Aim of the task: Please rewrite the lines below in full, requests included, rescaling every answer point coordinate by 2.6 and rounding each to a whole number, with halves rounded up. Leave the coordinates in the format samples unchanged.

Extracted entries:

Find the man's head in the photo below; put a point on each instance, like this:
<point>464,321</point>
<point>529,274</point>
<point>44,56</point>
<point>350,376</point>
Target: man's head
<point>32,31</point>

Solution for this problem:
Find the man's head in the photo below; put a point on each instance, like this:
<point>464,321</point>
<point>529,274</point>
<point>44,56</point>
<point>350,376</point>
Target: man's head
<point>83,81</point>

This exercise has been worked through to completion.